Apache Polaris and Lance: Bringing AI-Native Storage to the Open Multimodal Lakehouse

By Jack Ye and Yun Zou
| Tuesday, January 06, 2026

Introduction🔗

We are excited to announce the integration between Apache Polaris and the Lance ecosystem, enabling users to manage Lance tables through the Apache Polaris Generic Table API. This integration brings AI-native columnar storage to the open multimodal lakehouse, allowing organizations to leverage Apache Polaris as a unified catalog for both Iceberg and Lance tables.

What is Lance?🔗

Lance is an open lakehouse format designed for multimodal AI workloads. It contains a file format, table format, and catalog spec that allows you to build a complete multimodal lakehouse on top of object storage to power your AI workflows. The key features of Lance include:

Expressive hybrid search: Combine vector similarity search, full-text search (BM25), and SQL analytics on the same dataset with accelerated secondary indices.
Lightning-fast random access: 100x faster than Parquet or Iceberg for random access without sacrificing scan performance.
Native multimodal data support: Store images, videos, audio, text, and embeddings in a single unified format with efficient blob encoding and lazy loading.
Data evolution: Efficiently add columns with backfilled values without full table rewrites, perfect for ML feature engineering.
Zero-copy versioning: ACID transactions, time travel, and automatic versioning without needing extra infrastructure.
Rich ecosystem integrations: Apache Arrow, Pandas, Polars, DuckDB, Apache Spark, Ray, Trino, Apache Flink, and open catalogs (Apache Polaris, Unity Catalog, Apache Gravitino).

◆ **Entries provided**:

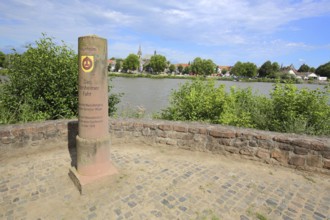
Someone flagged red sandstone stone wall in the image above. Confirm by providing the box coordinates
[0,119,330,175]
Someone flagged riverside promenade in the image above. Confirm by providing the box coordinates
[0,142,330,220]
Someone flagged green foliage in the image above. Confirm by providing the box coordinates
[123,54,140,71]
[0,51,6,67]
[258,60,280,77]
[1,35,78,122]
[159,80,330,135]
[115,59,124,72]
[315,62,330,78]
[183,66,191,74]
[191,57,216,76]
[230,61,258,77]
[160,80,225,123]
[169,64,175,73]
[149,55,167,73]
[178,65,183,73]
[0,34,119,123]
[269,84,330,135]
[298,64,311,72]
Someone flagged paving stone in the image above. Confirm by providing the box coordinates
[0,144,330,220]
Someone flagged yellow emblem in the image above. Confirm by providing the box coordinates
[80,56,94,73]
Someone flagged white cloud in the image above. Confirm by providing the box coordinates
[0,0,330,65]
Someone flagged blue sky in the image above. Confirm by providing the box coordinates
[0,0,330,68]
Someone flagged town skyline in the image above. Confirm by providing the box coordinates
[0,0,330,68]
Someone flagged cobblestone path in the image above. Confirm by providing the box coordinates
[0,144,330,220]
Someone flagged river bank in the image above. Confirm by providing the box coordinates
[108,72,329,85]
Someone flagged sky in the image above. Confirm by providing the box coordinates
[0,0,330,68]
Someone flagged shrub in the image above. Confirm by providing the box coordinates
[270,84,330,135]
[160,80,226,123]
[0,34,119,123]
[158,80,330,135]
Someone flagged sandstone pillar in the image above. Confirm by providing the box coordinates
[70,35,117,193]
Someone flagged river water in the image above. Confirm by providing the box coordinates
[110,77,324,117]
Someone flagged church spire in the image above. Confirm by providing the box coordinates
[137,44,142,58]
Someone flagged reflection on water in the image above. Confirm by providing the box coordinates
[110,77,324,115]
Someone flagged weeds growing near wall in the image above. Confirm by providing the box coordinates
[158,80,330,135]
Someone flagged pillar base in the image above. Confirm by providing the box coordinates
[69,166,118,195]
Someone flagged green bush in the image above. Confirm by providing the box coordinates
[158,80,330,135]
[270,84,330,135]
[160,80,226,123]
[0,34,119,123]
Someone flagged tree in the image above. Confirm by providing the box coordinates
[272,62,281,73]
[315,62,330,78]
[182,66,191,74]
[123,53,140,71]
[230,61,258,77]
[258,60,280,77]
[298,64,310,72]
[191,57,216,76]
[149,54,167,73]
[169,64,175,73]
[115,59,123,72]
[0,34,119,123]
[0,51,6,67]
[221,68,228,75]
[178,64,183,73]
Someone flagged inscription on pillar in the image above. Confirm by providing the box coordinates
[78,36,108,138]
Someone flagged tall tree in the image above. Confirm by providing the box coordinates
[149,54,167,73]
[178,64,183,73]
[230,61,258,77]
[298,64,310,72]
[169,64,175,73]
[315,62,330,78]
[258,60,280,77]
[0,51,6,67]
[123,53,140,71]
[191,57,216,76]
[115,59,123,72]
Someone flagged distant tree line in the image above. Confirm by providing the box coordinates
[109,54,330,78]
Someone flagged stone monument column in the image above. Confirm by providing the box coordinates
[70,35,117,193]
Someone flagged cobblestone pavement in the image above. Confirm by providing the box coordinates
[0,144,330,220]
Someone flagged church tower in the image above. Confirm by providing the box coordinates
[137,45,142,59]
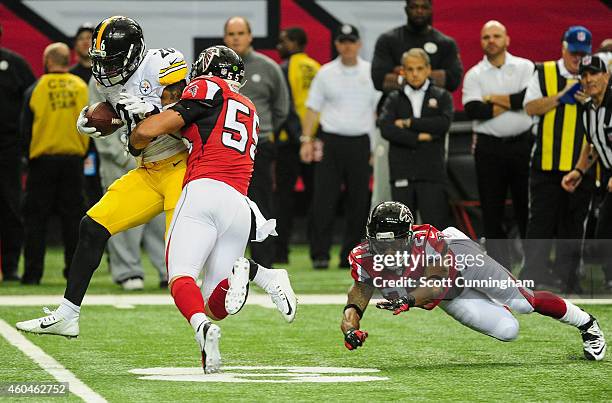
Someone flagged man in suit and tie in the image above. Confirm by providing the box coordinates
[379,48,453,228]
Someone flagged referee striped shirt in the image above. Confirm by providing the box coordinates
[582,83,612,170]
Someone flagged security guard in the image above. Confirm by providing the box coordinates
[562,56,612,290]
[521,26,594,292]
[21,42,89,284]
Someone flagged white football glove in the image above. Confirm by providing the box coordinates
[77,106,102,139]
[119,92,155,119]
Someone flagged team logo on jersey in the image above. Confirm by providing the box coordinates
[423,42,438,54]
[189,84,199,98]
[138,80,153,95]
[202,47,221,71]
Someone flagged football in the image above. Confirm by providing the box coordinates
[85,102,123,136]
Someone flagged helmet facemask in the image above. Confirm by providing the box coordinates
[89,41,145,87]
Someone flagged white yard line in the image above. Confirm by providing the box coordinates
[0,293,612,308]
[0,319,106,402]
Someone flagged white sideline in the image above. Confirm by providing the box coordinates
[0,319,106,402]
[0,293,612,308]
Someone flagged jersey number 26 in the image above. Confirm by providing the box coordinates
[221,98,259,160]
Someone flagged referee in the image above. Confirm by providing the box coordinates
[562,56,612,290]
[521,26,594,293]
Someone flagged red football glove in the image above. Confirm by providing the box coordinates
[344,329,368,350]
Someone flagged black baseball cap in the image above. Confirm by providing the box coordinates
[74,22,94,38]
[579,55,608,75]
[336,24,359,42]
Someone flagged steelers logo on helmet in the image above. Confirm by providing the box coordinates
[189,45,244,83]
[366,201,414,254]
[89,16,145,87]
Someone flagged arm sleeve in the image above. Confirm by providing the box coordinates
[461,68,485,106]
[440,39,463,91]
[372,34,395,91]
[19,83,36,158]
[19,59,36,91]
[410,91,453,138]
[463,101,494,120]
[378,93,419,148]
[271,63,291,131]
[170,99,211,126]
[523,70,543,107]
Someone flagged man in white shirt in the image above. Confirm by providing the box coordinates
[300,24,380,269]
[462,20,533,267]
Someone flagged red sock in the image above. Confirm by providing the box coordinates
[170,277,204,321]
[533,291,567,319]
[208,279,229,320]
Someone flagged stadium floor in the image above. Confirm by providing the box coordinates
[0,247,612,402]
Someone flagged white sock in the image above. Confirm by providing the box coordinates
[559,298,591,327]
[56,298,81,319]
[189,312,210,332]
[253,264,275,290]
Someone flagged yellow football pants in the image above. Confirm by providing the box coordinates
[87,152,187,235]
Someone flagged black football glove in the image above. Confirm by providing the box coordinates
[344,329,368,350]
[376,295,415,315]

◆ **Problems to work on**:
1. In the Polaris and Lance announcement, through which API do users manage Lance tables in Apache Polaris?
2. Print the part of the Polaris and Lance announcement starting at "Expressive hybrid search: Combine" and ending at "sacrificing scan performance.".
The rows are not needed for any of this.

◆ **Answers to the exercise**:
1. The Apache Polaris Generic Table API.

2.
Expressive hybrid search: Combine vector similarity search, full-text search (BM25), and SQL analytics on the same dataset with accelerated secondary indices.
Lightning-fast random access: 100x faster than Parquet or Iceberg for random access without sacrificing scan performance.